-- Extracted records start --

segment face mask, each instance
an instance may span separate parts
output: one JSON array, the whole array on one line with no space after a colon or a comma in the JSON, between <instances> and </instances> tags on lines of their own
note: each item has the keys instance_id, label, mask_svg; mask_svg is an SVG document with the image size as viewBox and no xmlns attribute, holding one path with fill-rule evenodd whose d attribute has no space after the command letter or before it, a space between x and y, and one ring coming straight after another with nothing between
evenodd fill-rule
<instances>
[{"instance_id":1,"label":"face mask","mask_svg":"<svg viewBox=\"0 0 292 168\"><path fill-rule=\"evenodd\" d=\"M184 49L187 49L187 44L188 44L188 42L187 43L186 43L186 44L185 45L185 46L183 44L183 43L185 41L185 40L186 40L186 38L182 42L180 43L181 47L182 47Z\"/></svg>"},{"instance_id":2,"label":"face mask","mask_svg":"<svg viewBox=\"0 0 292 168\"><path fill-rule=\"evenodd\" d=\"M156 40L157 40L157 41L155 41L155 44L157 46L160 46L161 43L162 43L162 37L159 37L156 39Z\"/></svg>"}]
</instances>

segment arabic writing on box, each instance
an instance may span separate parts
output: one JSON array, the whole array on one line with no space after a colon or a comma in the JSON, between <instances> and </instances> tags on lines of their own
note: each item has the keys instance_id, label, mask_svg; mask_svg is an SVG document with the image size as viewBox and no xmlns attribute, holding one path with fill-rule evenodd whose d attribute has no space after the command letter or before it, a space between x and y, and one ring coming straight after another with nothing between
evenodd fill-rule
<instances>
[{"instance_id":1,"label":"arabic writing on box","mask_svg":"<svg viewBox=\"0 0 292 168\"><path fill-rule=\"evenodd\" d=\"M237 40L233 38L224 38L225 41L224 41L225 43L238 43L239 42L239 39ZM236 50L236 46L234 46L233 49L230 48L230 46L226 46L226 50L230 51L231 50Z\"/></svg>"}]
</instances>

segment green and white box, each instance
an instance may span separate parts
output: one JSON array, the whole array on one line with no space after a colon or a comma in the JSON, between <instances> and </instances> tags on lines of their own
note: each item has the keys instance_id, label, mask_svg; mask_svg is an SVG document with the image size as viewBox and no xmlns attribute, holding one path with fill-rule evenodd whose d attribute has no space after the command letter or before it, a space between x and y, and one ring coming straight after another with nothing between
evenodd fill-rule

-- Extracted records end --
-- Extracted records start --

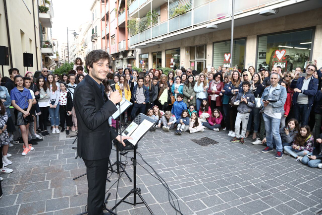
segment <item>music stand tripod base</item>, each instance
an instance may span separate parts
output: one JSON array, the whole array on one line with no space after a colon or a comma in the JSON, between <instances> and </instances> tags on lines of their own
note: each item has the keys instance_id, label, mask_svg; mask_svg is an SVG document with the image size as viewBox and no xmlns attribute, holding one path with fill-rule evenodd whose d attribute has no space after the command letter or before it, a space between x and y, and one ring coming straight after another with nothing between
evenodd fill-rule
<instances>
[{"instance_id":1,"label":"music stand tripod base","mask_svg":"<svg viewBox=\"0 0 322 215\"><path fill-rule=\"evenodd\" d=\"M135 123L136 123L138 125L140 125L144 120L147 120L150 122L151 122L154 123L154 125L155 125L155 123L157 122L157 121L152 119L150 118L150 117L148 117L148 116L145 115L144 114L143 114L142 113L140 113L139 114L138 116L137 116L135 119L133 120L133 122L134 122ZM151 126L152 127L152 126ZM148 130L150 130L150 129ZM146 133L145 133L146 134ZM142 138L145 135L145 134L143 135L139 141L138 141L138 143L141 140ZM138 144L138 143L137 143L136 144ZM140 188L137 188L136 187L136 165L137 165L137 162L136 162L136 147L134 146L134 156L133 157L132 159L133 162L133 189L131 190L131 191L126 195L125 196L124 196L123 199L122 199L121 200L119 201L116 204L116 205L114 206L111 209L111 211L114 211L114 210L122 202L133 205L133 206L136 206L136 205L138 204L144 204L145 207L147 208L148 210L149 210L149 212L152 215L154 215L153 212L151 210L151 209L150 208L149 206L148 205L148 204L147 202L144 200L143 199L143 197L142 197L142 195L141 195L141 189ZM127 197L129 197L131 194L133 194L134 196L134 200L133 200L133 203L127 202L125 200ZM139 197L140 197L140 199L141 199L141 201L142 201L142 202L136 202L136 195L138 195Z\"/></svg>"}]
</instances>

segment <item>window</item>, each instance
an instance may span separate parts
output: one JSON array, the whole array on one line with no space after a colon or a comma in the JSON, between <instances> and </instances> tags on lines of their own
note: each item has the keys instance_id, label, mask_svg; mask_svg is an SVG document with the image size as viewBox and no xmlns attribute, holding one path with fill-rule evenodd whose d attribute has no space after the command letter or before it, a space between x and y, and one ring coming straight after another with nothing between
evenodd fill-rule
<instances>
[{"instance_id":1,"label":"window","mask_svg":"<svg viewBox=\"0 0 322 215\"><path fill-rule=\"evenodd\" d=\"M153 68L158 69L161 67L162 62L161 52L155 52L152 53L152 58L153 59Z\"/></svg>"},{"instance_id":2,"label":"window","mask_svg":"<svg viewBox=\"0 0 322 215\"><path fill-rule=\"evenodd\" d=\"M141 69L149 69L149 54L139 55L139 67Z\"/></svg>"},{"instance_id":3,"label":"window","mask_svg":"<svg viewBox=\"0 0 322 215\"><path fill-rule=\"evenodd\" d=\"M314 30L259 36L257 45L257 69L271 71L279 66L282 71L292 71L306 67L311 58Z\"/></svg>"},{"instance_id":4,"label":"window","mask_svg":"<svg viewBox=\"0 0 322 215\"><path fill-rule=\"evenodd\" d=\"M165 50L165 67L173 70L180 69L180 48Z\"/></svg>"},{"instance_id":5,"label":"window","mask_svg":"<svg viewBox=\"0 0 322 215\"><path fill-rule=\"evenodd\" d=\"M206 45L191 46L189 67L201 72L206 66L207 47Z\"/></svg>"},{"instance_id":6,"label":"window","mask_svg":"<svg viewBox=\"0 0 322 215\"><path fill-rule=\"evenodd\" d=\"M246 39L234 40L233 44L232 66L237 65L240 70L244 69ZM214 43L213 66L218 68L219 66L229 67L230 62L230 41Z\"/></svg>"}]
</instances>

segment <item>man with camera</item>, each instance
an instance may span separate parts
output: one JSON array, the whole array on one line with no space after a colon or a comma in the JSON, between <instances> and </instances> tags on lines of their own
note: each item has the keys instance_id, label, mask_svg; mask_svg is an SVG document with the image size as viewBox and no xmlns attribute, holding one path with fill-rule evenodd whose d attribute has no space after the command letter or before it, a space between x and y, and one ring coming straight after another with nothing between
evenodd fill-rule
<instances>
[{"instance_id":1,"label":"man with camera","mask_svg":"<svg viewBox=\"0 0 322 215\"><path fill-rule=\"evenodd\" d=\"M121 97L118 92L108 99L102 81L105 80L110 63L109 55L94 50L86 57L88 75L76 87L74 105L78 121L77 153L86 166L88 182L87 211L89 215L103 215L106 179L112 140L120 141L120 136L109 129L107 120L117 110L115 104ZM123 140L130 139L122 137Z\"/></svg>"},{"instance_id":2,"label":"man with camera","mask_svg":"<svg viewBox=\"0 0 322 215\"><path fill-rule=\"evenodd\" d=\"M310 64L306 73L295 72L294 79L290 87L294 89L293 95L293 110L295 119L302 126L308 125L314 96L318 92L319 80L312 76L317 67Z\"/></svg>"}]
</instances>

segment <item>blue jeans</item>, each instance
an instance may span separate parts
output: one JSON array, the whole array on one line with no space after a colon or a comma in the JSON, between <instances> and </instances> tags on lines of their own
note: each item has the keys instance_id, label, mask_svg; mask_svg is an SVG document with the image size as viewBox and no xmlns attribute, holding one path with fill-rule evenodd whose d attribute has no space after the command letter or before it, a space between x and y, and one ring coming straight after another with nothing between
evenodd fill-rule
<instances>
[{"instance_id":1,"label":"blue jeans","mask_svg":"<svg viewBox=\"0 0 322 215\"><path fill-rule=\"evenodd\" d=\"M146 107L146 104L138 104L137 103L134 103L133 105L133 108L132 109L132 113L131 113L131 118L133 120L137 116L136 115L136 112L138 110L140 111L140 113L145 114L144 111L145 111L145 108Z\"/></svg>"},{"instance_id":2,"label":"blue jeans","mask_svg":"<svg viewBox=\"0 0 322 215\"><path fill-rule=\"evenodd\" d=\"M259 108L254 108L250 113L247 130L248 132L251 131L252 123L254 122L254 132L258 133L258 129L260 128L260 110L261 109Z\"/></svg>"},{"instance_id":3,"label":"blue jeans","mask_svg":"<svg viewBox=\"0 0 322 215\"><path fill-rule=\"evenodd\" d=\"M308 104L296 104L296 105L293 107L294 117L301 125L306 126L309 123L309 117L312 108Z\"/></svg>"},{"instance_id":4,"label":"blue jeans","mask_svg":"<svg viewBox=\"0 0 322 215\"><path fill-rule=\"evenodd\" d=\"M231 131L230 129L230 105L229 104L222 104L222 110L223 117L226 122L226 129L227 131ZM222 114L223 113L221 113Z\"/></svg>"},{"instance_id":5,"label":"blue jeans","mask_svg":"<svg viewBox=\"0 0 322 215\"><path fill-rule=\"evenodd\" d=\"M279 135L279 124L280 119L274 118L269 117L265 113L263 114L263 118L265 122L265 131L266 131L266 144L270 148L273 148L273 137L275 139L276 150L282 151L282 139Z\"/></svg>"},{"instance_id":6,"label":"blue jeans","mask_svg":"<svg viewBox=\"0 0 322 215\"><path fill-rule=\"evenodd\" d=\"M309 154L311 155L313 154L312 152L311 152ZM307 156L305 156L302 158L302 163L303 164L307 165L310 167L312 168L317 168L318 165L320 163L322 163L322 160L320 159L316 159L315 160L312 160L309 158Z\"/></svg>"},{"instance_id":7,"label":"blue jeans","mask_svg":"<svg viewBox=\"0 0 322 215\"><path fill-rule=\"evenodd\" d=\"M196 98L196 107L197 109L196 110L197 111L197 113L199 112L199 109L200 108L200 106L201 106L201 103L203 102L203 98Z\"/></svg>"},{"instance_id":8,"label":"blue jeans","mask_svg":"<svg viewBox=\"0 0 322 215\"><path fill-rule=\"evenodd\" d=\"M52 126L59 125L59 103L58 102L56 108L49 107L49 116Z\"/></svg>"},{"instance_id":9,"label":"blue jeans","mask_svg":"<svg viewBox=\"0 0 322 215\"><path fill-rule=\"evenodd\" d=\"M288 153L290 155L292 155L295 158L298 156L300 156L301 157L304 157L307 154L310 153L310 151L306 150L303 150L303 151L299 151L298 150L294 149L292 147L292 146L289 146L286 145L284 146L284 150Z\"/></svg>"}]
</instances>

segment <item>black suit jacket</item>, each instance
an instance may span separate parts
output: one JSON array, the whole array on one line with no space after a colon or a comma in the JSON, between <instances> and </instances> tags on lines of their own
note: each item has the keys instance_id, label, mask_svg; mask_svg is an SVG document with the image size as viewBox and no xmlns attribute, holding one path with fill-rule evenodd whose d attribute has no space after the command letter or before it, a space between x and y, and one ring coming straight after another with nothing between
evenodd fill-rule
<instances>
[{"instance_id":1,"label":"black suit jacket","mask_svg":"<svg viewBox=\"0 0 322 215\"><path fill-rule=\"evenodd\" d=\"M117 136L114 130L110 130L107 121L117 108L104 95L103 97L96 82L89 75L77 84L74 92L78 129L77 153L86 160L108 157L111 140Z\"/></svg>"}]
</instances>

-- Extracted records end --
-- Extracted records start --

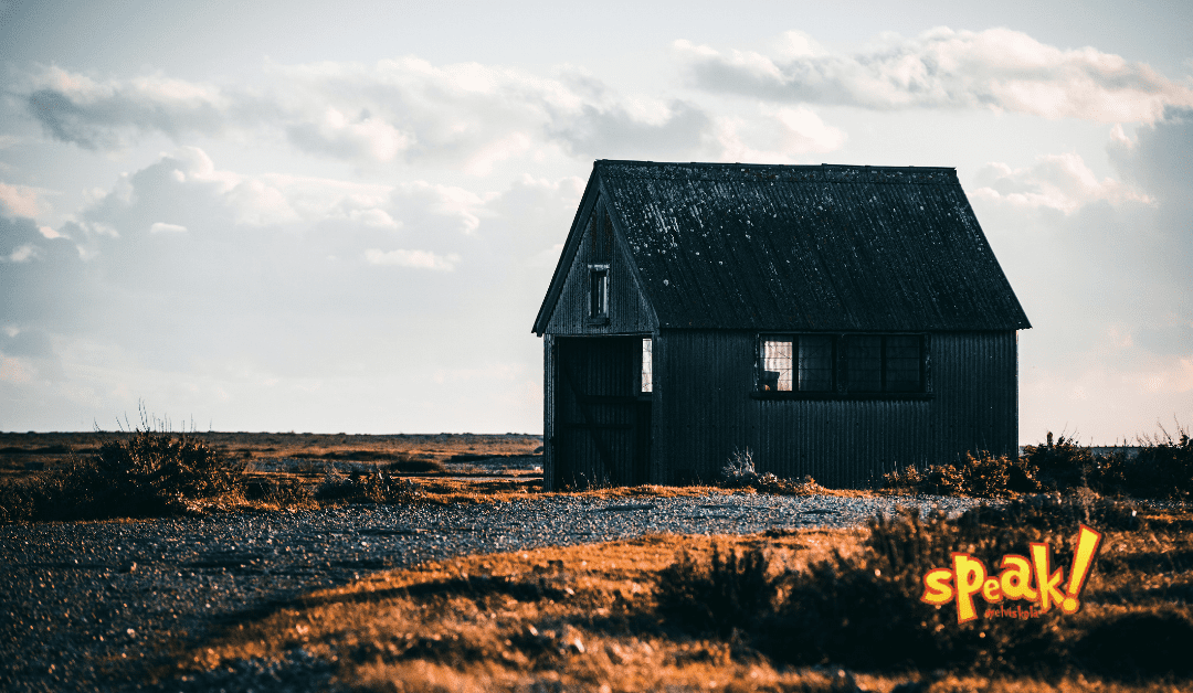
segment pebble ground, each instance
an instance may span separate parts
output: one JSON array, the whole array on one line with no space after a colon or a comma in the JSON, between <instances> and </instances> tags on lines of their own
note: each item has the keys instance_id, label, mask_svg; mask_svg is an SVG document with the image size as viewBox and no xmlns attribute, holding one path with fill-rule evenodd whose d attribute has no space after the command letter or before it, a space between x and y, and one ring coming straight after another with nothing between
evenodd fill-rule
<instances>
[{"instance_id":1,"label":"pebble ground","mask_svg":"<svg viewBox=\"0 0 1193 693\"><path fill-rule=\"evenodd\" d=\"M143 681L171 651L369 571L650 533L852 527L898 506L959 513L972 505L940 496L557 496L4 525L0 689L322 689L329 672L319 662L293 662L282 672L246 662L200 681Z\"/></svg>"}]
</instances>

-- Extracted records end --

Return every line above that contains the string "segment", treating uppercase and lowercase as different.

segment face mask, each instance
segment arabic writing on box, each instance
segment green and white box, each instance
segment <item>music stand tripod base</item>, each instance
segment <item>window</item>, each instance
segment <item>man with camera</item>, each instance
segment <item>blue jeans</item>, each instance
segment <item>black suit jacket</item>, each instance
segment pebble ground, each instance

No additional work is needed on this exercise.